### [Short exercise]
Set down the part of the material below that opens with the line containing "For every instance of the white cream" and closes with the line containing "x=846 y=575", copying both of those lines and everything between them exactly.
══════════
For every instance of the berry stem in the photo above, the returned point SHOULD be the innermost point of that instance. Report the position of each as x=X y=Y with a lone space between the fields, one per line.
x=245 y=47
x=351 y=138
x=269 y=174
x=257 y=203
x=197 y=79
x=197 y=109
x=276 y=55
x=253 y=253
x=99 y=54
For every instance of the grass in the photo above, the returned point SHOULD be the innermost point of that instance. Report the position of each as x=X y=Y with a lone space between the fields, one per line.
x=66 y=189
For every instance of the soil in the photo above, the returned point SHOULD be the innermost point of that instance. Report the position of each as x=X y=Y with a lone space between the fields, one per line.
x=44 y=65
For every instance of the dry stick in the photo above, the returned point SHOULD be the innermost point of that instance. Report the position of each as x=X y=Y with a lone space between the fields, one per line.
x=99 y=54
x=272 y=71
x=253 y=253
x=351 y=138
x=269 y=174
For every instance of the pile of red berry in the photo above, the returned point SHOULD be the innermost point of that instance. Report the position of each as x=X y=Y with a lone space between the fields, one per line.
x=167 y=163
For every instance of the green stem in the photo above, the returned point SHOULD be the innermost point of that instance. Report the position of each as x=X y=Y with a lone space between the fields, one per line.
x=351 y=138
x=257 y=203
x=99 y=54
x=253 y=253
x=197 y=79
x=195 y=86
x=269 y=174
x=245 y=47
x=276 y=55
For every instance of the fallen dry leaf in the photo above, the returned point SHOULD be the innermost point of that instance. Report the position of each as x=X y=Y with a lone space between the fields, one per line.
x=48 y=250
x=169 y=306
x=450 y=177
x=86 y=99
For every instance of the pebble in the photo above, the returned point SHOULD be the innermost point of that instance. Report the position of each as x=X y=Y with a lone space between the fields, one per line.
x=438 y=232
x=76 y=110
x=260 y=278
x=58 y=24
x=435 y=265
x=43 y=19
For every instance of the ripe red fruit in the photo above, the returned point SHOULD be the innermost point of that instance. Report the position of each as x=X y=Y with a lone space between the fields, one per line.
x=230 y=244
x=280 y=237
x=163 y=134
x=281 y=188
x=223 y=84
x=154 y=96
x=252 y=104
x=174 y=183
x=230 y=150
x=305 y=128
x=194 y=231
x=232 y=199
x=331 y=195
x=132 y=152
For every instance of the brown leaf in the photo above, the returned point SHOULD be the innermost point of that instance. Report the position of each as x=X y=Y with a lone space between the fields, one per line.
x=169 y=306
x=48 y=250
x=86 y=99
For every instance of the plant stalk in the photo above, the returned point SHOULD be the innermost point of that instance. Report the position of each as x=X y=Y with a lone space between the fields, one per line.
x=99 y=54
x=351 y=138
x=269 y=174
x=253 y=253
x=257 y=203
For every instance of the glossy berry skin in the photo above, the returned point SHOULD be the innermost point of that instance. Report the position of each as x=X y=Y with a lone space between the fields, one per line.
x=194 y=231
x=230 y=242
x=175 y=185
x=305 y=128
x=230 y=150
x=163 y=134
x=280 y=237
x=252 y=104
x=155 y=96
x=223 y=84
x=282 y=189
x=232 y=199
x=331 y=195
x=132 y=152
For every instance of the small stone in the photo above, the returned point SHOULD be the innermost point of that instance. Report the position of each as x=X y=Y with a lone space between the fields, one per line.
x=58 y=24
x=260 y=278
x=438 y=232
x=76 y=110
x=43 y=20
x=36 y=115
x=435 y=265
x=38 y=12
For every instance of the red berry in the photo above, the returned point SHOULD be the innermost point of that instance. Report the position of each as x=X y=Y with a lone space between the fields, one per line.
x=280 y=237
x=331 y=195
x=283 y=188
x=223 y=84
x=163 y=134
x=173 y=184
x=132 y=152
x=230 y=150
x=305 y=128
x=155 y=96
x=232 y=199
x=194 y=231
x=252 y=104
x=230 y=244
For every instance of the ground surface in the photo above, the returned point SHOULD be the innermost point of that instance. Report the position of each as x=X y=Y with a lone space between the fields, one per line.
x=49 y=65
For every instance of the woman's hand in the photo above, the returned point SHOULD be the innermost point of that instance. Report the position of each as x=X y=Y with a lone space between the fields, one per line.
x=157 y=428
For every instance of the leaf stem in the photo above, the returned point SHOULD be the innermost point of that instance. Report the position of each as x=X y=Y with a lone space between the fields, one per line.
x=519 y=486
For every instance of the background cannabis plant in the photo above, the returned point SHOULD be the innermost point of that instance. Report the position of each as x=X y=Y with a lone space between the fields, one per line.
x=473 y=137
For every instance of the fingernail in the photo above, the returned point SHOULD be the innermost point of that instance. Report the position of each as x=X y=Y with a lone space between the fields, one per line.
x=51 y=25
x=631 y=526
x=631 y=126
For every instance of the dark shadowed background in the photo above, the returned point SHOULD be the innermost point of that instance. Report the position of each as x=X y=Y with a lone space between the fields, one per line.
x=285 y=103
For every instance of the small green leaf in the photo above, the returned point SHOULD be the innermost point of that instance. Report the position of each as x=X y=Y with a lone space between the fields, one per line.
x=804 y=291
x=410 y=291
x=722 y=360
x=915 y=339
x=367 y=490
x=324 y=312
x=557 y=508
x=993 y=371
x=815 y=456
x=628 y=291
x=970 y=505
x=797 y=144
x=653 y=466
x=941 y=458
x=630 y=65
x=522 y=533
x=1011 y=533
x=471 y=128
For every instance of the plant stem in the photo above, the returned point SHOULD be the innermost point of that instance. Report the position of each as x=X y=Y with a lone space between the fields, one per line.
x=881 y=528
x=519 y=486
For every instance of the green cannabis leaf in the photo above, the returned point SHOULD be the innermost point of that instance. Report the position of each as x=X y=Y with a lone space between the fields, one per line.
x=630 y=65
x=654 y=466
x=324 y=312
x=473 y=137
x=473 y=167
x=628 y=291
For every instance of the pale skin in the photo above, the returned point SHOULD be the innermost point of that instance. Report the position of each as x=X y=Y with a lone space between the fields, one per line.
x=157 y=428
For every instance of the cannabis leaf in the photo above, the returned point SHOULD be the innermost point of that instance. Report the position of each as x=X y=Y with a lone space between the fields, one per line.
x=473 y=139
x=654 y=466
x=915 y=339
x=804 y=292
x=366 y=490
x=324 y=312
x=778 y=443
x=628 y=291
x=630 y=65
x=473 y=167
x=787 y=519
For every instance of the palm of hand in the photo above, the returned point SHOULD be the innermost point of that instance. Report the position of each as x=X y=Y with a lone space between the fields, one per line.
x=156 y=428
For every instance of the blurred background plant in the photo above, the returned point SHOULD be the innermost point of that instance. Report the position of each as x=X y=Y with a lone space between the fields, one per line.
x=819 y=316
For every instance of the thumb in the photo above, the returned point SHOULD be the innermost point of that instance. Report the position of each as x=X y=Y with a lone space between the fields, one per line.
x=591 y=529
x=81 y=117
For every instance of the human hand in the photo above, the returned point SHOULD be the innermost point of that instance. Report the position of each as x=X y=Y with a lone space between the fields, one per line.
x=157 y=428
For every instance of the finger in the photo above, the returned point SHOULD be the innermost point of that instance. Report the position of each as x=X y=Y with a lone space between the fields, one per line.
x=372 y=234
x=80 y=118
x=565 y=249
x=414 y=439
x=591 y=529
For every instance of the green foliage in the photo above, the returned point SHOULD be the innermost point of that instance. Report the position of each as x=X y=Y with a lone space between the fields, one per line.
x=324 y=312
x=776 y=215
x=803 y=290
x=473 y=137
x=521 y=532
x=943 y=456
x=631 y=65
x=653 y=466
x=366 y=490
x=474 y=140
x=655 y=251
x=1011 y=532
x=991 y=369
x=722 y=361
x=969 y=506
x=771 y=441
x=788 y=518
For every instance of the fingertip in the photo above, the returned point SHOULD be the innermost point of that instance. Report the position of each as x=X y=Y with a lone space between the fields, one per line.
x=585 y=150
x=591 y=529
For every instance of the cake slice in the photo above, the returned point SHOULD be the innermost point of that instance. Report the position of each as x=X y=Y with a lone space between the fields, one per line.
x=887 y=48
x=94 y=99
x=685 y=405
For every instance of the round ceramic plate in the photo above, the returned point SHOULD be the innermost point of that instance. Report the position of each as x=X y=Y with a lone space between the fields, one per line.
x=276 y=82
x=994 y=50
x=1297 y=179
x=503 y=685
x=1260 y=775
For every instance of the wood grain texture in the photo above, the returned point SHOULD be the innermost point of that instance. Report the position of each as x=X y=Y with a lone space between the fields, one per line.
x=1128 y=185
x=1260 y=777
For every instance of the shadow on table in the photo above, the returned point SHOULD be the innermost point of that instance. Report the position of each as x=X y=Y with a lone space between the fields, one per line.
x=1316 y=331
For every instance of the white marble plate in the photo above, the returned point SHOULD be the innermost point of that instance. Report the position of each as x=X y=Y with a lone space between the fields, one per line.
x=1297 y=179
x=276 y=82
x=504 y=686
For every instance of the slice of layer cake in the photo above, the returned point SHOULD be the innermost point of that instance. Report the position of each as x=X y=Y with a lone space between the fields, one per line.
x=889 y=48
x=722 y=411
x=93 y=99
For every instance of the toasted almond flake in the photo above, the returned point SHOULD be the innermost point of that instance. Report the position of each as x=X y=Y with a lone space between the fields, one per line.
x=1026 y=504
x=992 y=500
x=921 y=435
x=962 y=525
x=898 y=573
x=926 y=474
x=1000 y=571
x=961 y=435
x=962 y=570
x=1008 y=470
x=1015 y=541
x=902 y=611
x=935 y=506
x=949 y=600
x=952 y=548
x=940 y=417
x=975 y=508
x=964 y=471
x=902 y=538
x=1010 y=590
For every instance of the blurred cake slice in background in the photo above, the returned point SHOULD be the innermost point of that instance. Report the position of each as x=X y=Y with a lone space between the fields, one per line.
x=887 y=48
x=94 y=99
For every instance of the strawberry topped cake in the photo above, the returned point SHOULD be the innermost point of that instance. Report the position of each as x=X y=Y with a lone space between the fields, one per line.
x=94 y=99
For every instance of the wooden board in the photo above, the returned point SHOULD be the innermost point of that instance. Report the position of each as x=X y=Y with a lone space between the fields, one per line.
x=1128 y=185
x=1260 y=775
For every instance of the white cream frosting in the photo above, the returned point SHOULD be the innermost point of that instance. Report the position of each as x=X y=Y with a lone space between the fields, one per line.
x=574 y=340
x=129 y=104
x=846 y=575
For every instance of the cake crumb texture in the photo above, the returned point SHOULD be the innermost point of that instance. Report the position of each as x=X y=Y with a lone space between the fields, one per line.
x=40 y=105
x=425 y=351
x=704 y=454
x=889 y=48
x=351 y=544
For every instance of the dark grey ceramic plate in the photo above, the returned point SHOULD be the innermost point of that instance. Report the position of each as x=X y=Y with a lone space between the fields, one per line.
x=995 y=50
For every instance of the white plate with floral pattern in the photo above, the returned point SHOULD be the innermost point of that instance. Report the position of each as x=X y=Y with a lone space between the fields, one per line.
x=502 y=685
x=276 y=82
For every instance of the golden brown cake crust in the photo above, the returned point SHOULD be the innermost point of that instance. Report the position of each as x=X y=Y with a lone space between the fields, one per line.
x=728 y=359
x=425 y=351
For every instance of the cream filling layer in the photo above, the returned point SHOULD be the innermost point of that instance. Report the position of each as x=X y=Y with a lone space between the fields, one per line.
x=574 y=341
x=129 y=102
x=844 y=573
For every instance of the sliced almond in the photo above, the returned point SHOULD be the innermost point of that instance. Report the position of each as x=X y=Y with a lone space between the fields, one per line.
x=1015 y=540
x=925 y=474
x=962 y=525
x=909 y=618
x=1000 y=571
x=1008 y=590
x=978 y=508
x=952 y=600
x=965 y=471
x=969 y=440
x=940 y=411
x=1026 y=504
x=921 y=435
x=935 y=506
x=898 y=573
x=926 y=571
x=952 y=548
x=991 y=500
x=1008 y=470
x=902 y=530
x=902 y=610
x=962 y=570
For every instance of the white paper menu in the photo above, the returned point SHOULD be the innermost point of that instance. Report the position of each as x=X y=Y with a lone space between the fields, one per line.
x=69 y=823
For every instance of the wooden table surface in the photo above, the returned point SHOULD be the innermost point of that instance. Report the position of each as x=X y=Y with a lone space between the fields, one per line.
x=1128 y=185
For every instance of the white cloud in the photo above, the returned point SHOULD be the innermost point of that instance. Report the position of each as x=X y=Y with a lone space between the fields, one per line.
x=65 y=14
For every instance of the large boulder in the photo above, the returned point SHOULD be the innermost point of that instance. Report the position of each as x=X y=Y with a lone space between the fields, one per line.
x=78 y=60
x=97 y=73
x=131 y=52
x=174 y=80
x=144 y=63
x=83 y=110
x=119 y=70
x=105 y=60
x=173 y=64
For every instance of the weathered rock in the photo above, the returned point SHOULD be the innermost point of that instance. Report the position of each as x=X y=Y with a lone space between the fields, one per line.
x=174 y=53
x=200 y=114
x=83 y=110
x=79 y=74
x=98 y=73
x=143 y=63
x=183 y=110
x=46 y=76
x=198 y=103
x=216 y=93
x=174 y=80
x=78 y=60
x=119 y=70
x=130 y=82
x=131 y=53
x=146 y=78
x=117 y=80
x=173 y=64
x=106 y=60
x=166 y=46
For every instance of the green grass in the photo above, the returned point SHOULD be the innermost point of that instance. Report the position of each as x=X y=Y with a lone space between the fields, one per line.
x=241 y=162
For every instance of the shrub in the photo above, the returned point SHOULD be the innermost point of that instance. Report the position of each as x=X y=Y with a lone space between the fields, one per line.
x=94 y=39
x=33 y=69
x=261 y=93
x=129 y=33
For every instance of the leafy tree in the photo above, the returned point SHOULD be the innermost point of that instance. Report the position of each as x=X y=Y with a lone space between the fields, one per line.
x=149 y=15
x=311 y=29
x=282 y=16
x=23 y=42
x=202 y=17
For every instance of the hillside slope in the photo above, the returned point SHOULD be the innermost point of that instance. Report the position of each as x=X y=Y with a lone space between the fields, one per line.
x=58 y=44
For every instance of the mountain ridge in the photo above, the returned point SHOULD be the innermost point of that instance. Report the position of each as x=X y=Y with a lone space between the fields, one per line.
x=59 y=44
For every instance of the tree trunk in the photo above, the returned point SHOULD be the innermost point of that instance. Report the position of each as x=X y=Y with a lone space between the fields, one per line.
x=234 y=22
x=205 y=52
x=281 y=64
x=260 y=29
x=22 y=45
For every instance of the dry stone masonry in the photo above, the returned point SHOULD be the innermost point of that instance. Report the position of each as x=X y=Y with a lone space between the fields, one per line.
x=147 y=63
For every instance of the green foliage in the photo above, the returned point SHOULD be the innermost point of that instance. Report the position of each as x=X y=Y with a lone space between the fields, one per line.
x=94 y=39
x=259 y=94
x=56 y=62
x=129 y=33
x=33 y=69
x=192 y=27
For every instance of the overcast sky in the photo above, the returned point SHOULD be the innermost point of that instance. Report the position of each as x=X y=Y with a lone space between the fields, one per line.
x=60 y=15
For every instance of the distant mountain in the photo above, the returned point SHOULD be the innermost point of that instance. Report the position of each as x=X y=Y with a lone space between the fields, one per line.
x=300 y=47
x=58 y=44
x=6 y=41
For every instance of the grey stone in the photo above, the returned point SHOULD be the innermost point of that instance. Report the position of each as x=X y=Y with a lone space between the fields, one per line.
══════════
### [Result of this task]
For every instance of the white cream frosting in the photo above, the returned point SHOULD be the innermost point of that instance. Report the position of each as x=X y=Y with a lone space between the fields, one per line.
x=574 y=340
x=129 y=104
x=846 y=575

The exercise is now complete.